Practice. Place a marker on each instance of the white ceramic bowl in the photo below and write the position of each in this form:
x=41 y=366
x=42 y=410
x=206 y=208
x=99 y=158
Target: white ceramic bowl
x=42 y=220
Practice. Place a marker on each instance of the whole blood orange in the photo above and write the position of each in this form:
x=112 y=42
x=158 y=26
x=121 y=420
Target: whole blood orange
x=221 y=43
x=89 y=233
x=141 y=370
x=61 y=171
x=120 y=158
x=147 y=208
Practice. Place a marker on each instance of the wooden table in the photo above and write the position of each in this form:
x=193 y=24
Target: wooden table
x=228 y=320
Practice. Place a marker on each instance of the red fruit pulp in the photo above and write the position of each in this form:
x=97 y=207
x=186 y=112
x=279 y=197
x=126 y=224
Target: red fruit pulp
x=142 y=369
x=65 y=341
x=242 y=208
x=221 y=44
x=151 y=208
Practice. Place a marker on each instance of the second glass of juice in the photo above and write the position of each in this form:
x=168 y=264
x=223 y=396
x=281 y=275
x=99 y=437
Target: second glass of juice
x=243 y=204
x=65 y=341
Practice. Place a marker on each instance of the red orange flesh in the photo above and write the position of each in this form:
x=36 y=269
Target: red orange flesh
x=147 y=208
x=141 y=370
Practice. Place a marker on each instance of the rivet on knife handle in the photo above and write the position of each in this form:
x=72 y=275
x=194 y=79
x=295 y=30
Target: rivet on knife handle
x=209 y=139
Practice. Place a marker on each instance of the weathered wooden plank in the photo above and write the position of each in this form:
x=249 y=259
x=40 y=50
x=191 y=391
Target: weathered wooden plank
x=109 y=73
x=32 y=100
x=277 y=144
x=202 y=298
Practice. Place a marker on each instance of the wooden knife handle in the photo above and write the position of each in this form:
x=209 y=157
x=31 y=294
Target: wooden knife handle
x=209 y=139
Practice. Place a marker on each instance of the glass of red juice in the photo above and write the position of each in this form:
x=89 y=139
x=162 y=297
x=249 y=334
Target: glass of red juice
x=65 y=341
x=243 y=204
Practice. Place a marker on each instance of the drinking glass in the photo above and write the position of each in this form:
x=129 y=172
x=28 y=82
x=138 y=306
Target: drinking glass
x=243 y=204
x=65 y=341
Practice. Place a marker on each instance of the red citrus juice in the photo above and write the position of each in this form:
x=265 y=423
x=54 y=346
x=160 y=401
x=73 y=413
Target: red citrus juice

● ● ●

Copy all the lines above again, replacing "white ceramic bowl" with "white porcelain bowl" and leaving everything else unchanged.

Practice. Place a marker on each instance of the white porcelain bowl in the photo below and write the position of each in this form:
x=41 y=366
x=42 y=410
x=206 y=208
x=99 y=158
Target: white porcelain bowl
x=42 y=220
Practice. Place a marker on each instance of the whole blood orange in the photo above and write the position of each in this form:
x=112 y=42
x=158 y=26
x=121 y=420
Target: whole blood orange
x=221 y=43
x=89 y=233
x=141 y=370
x=61 y=171
x=120 y=158
x=147 y=208
Practice. Place a marker on each instance of the wooden table in the photo above and write the position of each in this form:
x=193 y=24
Target: wooden table
x=228 y=320
Practice. Place a marker on each instance of the red fruit pulp in the photo above and write the position of each in this form:
x=97 y=207
x=186 y=112
x=279 y=197
x=126 y=224
Target: red fruit pulp
x=142 y=369
x=65 y=341
x=242 y=208
x=221 y=44
x=151 y=208
Practice. Place a marker on each instance of the second glass of juice in the photo above and write the position of each in this form:
x=168 y=264
x=223 y=396
x=281 y=275
x=99 y=437
Target: second glass of juice
x=243 y=204
x=65 y=341
Practice. Place a marker on each instance of the red orange flesh in the photo above and write the position of each in this form:
x=36 y=269
Target: red orange flesh
x=147 y=208
x=141 y=370
Practice. Place a marker on each instance of the rivet on knife handle in the photo above and write the position of each in this form:
x=72 y=275
x=194 y=79
x=295 y=30
Target: rivet on knife handle
x=209 y=139
Practice. Place a marker on each instance of the weathered wooden plank in the photo above and write the position of each in this form:
x=249 y=259
x=40 y=50
x=191 y=391
Target: weathered wooden plank
x=109 y=73
x=32 y=100
x=277 y=144
x=202 y=298
Practice. Place a marker on each instance of the wooden knife handle in the photo above and write the position of each in this form:
x=209 y=157
x=31 y=294
Target: wooden knife handle
x=209 y=139
Practice. Place a marker on each instance of the glass of red juice in the photo above and write the position of each in this form:
x=89 y=139
x=162 y=297
x=249 y=334
Target: glass of red juice
x=65 y=341
x=243 y=204
Practice. Place a marker on each instance of the drinking glass in the photo above and write the position of each in this form:
x=129 y=172
x=28 y=82
x=138 y=306
Target: drinking glass
x=243 y=204
x=65 y=341
Practice. Place a marker on each instance of the red citrus juice in the photo above and write the position of each in this form:
x=265 y=423
x=54 y=346
x=160 y=401
x=73 y=413
Target: red citrus juice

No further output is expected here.